In the active area AA, a plurality of driving electrodes TE and a plurality of sensing electrodes RE may be disposed. For example, the plurality of driving electrodes TE may receive a touch driving signal and the plurality of sensing electrodes RE may transmit a touch sensing signal corresponding to the touch driving signal.

The plurality of driving electrodes TE and the plurality of sensing electrodes RE may intersect. For example, the plurality of driving electrodes TE may extend in the first direction DR1 and the plurality of sensing electrodes RE may extend in the second direction DR2. In the meantime, the plurality of driving electrodes TE and the plurality of sensing electrodes RE may be connected through a bridge electrode. Specifically, the plurality of driving electrodes TE disposed in the first direction DR1 may be connected through the bridge electrode. Further, the plurality of sensing electrodes RE disposed in the second direction DR2 may be connected through the bridge electrode. At this time, the plurality of driving electrodes TE and the plurality of sensing electrodes RE are formed on the same layer, but are not limited thereto.

In the meantime, if the display apparatus 100 is a display apparatus including an organic light emitting diode, the display apparatus 100 may include an encapsulation layer which is located above the organic light emitting diode to seal the organic light emitting diode. At this time, the plurality of driving electrodes TE and the plurality of sensing electrodes RE may be located above the encapsulation layer, but are not limited thereto.

The non-active area NA is an area where no image is displayed and various wiring lines and drivers for driving the sub pixels disposed in the active area AA are disposed.

For example, the plurality of touch lines may be disposed in the non-active area NA. The plurality of touch lines is disposed between the touch driver 160 and the active area AA to electrically connect the touch driver 160 and the plurality of driving electrodes TE and the plurality of sensing electrodes RE. For example, the plurality of touch lines may include a plurality of driving signal lines which connects the plurality of driving electrodes TE and the plurality of touch drivers 160 and a plurality of sensing signal lines which connects the plurality of sensing electrodes RE and the plurality of drivers 160.

The plurality of driving signal lines and the plurality of sensing signal lines will be described in detail below with reference to FIGS. 2 and 3.

In the non-active area NA, a plurality of ground lines GND is disposed. The plurality of ground lines GND serves to discharge static electricity generated in the display apparatus 100.

The plurality of ground lines GND may be disposed so as to enclose the plurality of touch lines disposed in the non-active area NA. For example, the plurality of ground lines GND may have a closed-loop shape which encloses the plurality of driving signal lines and the plurality of sensing signal lines in the non-active area NA disposed between the touch driver 160 and the active area AA.

In the meantime, one ground line GND may be disposed so as to correspond to each touch driver 160. For example, when the touch driver 160 is disposed in each of the first area A1, the second area A2, and the third area A3 as illustrated in FIG. 1, one closed-loop shape ground line GND may be disposed in each of the first area A1, the second area A2, and the third area A3. That is, one ground line GND encloses a plurality of touch lines disposed in the first area A1, another ground line GND encloses a plurality of touch lines disposed in the second area A2, and the third ground line GND encloses a plurality of touch lines disposed in the third area A3.

*RECORD SET*:
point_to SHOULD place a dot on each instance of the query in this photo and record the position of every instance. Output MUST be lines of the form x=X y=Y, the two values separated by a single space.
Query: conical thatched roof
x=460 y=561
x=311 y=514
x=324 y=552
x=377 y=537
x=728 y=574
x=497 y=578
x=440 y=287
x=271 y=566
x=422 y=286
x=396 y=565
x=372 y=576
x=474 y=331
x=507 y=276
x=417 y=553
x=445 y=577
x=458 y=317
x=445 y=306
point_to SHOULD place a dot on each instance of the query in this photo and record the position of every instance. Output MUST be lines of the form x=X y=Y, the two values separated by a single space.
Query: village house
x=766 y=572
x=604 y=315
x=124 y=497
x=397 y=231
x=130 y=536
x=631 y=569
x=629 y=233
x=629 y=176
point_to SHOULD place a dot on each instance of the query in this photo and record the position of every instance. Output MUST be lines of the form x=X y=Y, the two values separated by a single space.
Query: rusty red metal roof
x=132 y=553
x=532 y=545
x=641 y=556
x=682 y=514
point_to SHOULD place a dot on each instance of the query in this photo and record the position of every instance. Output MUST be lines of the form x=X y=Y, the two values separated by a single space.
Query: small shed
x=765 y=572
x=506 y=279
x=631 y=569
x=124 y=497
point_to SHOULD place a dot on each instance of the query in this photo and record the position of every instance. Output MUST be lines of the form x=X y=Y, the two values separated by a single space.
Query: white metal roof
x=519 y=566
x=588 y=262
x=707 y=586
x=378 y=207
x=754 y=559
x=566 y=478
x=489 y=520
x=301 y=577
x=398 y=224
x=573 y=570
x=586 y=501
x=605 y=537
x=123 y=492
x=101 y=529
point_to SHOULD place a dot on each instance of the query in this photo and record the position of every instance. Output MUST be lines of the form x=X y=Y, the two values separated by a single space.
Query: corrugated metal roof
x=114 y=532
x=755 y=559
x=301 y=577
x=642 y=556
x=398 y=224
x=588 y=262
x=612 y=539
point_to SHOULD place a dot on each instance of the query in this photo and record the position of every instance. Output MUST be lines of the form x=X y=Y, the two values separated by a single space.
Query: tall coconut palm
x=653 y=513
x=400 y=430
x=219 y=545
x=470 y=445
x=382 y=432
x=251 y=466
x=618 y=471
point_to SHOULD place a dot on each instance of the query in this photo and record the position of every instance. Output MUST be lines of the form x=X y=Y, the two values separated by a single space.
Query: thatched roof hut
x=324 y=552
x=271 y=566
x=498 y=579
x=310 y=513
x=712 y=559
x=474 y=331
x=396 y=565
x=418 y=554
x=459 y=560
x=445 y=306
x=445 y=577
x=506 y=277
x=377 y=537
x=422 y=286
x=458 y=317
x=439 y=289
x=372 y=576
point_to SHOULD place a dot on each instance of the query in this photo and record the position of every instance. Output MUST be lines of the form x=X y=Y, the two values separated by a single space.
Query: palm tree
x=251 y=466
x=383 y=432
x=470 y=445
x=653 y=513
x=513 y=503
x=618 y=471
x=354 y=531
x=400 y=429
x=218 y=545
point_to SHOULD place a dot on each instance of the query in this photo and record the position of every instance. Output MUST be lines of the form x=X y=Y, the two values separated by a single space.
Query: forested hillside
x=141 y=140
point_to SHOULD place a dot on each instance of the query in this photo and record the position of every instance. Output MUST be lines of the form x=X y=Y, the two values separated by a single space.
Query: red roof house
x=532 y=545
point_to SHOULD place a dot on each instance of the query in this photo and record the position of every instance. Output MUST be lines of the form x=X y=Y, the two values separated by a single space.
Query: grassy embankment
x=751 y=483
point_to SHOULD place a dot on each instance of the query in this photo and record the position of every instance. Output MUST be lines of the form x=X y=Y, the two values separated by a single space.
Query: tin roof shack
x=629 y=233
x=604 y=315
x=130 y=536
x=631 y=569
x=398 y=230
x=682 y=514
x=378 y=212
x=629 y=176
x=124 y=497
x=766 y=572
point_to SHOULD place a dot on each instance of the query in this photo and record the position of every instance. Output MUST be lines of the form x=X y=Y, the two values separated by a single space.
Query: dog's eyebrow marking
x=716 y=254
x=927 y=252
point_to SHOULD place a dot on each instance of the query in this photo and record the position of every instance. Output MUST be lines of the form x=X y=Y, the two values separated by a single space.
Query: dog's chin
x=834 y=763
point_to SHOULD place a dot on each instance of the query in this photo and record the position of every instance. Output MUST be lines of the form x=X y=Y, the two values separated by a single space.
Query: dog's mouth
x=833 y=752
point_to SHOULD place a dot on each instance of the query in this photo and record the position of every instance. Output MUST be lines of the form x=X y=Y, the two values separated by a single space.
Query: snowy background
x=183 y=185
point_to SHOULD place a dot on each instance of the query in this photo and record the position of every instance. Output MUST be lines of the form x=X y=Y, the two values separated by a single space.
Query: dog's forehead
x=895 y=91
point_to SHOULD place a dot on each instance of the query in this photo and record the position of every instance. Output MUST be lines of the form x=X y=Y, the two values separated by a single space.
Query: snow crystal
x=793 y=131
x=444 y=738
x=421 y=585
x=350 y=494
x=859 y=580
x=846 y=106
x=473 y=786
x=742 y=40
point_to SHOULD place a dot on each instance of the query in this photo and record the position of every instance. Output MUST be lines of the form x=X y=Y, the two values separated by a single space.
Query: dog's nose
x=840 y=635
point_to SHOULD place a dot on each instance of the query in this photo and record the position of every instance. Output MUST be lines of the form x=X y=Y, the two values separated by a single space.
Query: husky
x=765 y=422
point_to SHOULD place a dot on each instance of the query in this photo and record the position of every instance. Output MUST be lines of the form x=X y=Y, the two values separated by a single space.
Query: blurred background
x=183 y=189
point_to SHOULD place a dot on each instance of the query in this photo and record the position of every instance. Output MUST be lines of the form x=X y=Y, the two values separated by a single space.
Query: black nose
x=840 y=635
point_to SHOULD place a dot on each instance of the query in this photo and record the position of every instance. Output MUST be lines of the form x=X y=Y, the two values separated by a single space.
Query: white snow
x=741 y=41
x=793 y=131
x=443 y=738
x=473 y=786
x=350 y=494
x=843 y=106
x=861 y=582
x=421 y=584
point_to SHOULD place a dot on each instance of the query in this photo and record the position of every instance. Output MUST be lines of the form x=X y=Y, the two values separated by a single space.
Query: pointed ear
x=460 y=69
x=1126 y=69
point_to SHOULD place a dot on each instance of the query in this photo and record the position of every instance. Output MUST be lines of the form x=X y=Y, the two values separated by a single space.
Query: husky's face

*EXERCISE DIRECTIONS*: Please copy the display touch-electrode passage between "In the meantime, one" and "in the third area A3.", inclusive, switching "encloses" to "surrounds" wherever it appears.

*COMPLETE OUTPUT*:
In the meantime, one ground line GND may be disposed so as to correspond to each touch driver 160. For example, when the touch driver 160 is disposed in each of the first area A1, the second area A2, and the third area A3 as illustrated in FIG. 1, one closed-loop shape ground line GND may be disposed in each of the first area A1, the second area A2, and the third area A3. That is, one ground line GND surrounds a plurality of touch lines disposed in the first area A1, another ground line GND surrounds a plurality of touch lines disposed in the second area A2, and the third ground line GND surrounds a plurality of touch lines disposed in the third area A3.